## HOW TO COMPLETE THIS TASK:
Every single record below is to be reproduced exactly.

Items from a dataset:
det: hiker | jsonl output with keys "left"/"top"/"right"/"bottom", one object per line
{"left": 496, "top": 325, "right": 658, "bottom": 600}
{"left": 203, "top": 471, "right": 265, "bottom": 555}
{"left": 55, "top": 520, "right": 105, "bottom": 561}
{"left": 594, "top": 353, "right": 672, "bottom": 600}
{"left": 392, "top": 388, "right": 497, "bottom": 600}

## ANSWER TO THIS TASK:
det: hiker | jsonl output with keys "left"/"top"/"right"/"bottom", one object per line
{"left": 496, "top": 325, "right": 658, "bottom": 600}
{"left": 203, "top": 471, "right": 265, "bottom": 555}
{"left": 55, "top": 520, "right": 105, "bottom": 561}
{"left": 594, "top": 353, "right": 672, "bottom": 600}
{"left": 392, "top": 388, "right": 497, "bottom": 600}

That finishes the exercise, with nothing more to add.